[What you will do]
1. In the reflection on 1 Jn. 5:5-13 and Lk. 5:12-16, through what is God's presence renewed in us?
2. From the reflection on 1 Jn. 5:5-13 and Lk. 5:12-16, quote word for word the part that opens with the words containing "It is to believe, too, in" and closes with "in our lives.".

*** Document passage ***

1 Jn. 5:5-13 & Lk. 5:12-16

“Who is it that overcomes the world but he who believes that Jesus is the Son of God?” (v. 5). Our faith in Jesus, the Son of God, is the victory that overcomes the world. To believe in Jesus the Son of God is to believe in the Incarnation: that God became man and dwelt among us, was crucified for us and on the third day rose again and ascended into Heaven where He is seated at the right hand of the Father.

It is to believe, too, in a Saviour Who has saved us from death, and made us sons and daughters of God. To believe in Jesus is to know a new life which is given to us by God and becomes ours through Baptism, a life which is lived in Him, with Him and through Him.

If we believe that Jesus is the Son of God, then welling up within is the Spirit of God who bears testimony to this truth. We may think, because our words lack strong emotion or are tinged with doubt, that they are ineffective. This is not true. But just think if someone in our company were to deny that Jesus is the Son of God how strongly we would defend His divinity. This indicates how present God is in our lives.

The more we can recognise the presence of God in our lives, then the stronger we will be when we seek victory in overcoming the world. God's presence is secured in us through our Baptism, and is renewed in us through the Eucharist. Let us draw strength through prayer and through the sacraments of new life so that our faith may grow. By faith we can overcome the world that seeks to dominate us through its selfishness, lusts, greed, pride, jealousies, angers and excesses. Our faith in Jesus the Son of God is the victory that overcomes the world.

Whenever l read today's Gospel l am full of admiration for this leper - he desperately wanted to be cured. Leprosy had cut him off from society and even from his family and home. Had he had a job he would have lost that and, because of his disease, he could no longer frequent the synagogue. He must have asked himself, 'ls life worth living?' Then along comes Jesus.

The leper must have heard about the miracles and wondered if there was a cure for him. He was unlike so many others who had approached Jesus, not only begging Him to perform a miracle but demanding one. In contrast he was so polite and thoughtful. When he approached Jesus he showed the utmost respect, "Sir, if you want to, You can cure me”. I am sure Jesus was impressed with the way he spoke. How could Jesus refuse such a request?

Then He surprised the leper by first stretching forth His hand and touching him. The leper never expected this because everyone believed that leprosy was contagious and lepers were to be avoided at all costs. The touch of Jesus must have been a reward for his polite manner. How thrilled he must have been to hear Jesus wanting to cure him.

This leper can teach us a lesson. When we go to Jesus we should couch our request in the manner of the Ieper … 'Lord, if you want to, please find me a job … please cure my sick child … please bring healing to my mother ... please help my son come off drugs. Of course, Jesus is always there to hear our requests, but I think He wants us to approach Him with a heart that is full of respect and loving.

Lord Jesus, whenever we approach You for help, may we always do so with great respect as the leper in the Gospel did.

*** Extracted entries ***

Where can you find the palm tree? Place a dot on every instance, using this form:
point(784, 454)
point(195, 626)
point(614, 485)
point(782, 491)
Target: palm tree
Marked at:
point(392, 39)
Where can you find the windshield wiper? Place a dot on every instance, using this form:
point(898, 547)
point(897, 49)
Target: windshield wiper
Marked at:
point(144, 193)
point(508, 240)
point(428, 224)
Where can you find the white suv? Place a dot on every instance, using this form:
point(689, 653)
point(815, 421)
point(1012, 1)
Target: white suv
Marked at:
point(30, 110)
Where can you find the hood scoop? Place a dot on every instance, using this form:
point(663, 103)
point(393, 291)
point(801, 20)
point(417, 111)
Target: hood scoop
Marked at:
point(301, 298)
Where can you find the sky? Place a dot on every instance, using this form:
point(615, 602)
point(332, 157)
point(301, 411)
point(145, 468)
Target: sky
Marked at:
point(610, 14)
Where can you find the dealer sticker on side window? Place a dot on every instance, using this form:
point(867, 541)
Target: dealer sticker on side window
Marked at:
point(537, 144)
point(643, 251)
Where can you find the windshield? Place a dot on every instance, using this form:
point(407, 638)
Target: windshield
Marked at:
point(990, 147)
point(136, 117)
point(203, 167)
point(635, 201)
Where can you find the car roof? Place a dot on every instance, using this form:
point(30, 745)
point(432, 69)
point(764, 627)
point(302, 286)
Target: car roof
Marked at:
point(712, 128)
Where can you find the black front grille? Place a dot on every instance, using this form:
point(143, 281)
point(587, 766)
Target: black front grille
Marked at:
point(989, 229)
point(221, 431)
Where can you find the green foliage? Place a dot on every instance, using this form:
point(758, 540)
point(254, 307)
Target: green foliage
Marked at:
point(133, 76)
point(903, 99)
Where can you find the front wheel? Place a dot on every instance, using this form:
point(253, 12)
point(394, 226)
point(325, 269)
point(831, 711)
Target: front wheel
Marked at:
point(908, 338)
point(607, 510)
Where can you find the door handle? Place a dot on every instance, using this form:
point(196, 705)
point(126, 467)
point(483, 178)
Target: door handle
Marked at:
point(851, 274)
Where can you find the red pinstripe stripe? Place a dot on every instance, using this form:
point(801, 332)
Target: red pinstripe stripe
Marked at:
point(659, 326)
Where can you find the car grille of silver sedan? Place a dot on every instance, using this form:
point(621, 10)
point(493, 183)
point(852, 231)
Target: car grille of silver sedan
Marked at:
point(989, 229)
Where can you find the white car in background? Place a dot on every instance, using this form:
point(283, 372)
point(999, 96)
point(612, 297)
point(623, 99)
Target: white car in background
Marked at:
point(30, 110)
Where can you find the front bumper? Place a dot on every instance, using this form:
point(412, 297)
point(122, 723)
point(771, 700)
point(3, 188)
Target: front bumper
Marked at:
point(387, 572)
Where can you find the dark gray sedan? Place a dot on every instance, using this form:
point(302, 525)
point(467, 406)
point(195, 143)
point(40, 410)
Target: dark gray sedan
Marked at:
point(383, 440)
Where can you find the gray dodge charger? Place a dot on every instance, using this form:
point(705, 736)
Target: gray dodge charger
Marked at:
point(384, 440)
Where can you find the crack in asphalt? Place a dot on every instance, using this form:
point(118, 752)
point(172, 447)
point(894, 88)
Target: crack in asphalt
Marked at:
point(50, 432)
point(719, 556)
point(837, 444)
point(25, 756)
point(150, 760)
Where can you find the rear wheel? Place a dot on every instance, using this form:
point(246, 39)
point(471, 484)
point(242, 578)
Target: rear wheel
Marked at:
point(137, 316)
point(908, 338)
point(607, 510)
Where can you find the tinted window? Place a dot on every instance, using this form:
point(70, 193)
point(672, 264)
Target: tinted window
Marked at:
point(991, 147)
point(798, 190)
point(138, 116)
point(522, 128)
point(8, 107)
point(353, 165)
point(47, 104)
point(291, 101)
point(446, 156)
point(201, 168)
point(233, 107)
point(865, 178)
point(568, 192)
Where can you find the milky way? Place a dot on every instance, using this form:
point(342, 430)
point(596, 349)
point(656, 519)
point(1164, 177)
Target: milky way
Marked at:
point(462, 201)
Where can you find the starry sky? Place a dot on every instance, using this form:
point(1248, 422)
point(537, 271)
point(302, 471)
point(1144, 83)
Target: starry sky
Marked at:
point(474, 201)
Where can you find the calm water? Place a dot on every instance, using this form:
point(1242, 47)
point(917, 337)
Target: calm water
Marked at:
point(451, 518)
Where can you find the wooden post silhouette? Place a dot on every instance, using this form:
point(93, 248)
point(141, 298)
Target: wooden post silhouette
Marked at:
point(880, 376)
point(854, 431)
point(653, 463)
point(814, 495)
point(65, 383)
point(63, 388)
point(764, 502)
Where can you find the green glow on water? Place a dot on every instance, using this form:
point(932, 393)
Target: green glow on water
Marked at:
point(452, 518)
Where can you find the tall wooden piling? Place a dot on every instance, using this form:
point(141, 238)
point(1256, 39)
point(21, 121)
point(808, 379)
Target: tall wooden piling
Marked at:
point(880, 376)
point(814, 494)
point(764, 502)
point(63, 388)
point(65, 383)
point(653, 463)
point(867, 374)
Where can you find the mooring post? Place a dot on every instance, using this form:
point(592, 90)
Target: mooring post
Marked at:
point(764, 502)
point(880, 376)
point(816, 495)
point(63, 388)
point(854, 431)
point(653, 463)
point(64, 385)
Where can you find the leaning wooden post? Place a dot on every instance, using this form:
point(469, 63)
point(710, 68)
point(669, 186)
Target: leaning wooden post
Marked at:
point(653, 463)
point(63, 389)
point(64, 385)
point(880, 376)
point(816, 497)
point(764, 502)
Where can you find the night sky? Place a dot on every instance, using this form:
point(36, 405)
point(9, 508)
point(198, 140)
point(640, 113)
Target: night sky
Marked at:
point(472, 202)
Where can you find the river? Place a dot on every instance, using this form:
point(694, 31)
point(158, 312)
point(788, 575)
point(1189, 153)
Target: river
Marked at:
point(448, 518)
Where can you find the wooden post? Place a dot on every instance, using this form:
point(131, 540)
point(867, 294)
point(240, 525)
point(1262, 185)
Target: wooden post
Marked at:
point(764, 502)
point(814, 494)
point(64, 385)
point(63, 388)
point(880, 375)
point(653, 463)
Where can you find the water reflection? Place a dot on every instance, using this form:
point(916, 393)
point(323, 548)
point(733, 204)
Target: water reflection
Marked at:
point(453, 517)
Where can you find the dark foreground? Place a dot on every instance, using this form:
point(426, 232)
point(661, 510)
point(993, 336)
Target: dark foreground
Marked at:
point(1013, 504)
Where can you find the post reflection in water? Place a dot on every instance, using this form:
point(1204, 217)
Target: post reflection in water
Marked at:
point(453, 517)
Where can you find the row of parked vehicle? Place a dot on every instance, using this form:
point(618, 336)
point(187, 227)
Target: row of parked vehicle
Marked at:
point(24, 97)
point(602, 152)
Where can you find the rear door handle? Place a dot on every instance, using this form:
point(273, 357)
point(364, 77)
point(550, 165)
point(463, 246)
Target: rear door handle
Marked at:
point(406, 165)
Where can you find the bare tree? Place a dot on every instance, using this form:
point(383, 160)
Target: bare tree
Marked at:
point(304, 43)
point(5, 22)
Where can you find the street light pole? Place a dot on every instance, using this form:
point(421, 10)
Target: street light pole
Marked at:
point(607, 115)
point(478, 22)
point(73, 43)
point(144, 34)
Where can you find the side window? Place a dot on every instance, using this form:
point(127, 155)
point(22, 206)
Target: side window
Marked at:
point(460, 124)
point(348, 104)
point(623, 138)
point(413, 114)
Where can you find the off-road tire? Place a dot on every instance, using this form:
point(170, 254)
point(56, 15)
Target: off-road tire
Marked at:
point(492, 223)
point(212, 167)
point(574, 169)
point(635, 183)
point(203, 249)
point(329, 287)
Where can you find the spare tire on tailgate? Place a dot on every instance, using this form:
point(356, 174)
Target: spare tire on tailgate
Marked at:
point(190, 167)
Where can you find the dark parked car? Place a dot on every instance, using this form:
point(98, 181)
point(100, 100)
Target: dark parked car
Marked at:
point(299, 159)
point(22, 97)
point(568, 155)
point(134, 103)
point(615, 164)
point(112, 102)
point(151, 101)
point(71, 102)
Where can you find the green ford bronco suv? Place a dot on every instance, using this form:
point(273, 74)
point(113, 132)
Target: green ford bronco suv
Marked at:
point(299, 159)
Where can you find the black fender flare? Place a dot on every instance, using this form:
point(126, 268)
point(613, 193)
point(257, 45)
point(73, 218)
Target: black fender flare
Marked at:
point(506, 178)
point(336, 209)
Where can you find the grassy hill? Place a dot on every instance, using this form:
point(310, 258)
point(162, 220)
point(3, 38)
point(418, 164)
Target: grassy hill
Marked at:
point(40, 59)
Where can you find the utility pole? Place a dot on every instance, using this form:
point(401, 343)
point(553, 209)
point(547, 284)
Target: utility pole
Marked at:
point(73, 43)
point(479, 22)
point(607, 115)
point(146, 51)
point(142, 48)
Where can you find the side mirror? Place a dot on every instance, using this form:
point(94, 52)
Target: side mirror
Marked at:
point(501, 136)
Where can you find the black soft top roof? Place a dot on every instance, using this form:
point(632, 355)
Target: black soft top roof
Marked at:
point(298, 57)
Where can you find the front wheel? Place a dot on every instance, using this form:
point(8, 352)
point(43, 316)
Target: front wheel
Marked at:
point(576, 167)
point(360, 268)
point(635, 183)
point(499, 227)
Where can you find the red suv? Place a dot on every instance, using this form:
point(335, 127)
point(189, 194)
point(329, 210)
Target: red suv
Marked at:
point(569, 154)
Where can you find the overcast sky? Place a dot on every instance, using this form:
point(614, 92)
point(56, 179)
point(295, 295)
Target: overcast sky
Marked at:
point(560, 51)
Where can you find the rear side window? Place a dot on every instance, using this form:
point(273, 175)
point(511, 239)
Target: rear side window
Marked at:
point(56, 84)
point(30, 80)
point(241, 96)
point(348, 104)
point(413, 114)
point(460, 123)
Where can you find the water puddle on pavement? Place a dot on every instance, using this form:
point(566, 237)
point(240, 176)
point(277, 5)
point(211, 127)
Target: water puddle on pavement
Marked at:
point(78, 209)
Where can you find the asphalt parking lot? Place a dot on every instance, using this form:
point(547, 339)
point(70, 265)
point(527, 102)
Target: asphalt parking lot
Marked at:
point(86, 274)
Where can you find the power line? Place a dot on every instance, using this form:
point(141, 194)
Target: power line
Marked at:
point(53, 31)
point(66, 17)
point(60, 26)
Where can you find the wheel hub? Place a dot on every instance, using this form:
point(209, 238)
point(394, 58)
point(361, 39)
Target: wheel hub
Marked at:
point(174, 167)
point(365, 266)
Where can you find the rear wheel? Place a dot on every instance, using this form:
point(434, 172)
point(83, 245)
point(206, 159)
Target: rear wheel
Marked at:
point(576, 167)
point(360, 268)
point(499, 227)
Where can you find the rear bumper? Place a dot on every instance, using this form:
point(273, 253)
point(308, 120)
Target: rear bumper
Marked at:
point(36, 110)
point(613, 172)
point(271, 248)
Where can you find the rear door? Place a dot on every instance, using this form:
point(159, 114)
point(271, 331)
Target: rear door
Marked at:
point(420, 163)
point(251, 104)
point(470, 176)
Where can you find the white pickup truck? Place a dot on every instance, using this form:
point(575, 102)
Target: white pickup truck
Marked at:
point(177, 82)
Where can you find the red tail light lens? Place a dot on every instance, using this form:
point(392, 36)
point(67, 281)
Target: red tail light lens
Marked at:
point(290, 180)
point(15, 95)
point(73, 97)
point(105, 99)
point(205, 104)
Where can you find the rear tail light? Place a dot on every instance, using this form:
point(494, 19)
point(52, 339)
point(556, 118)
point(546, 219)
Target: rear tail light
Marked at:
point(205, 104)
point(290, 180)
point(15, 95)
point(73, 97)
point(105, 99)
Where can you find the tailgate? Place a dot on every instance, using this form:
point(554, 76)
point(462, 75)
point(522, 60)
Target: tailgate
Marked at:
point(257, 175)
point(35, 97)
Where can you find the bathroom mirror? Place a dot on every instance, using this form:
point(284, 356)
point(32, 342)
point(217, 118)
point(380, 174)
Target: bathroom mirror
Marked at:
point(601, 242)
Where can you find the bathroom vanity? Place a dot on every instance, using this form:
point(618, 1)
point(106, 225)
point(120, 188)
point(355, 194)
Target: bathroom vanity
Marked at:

***

[Answers by item]
1. Through the Eucharist.

2.
It is to believe, too, in a Saviour Who has saved us from death, and made us sons and daughters of God. To believe in Jesus is to know a new life which is given to us by God and becomes ours through Baptism, a life which is lived in Him, with Him and through Him.

If we believe that Jesus is the Son of God, then welling up within is the Spirit of God who bears testimony to this truth. We may think, because our words lack strong emotion or are tinged with doubt, that they are ineffective. This is not true. But just think if someone in our company were to deny that Jesus is the Son of God how strongly we would defend His divinity. This indicates how present God is in our lives.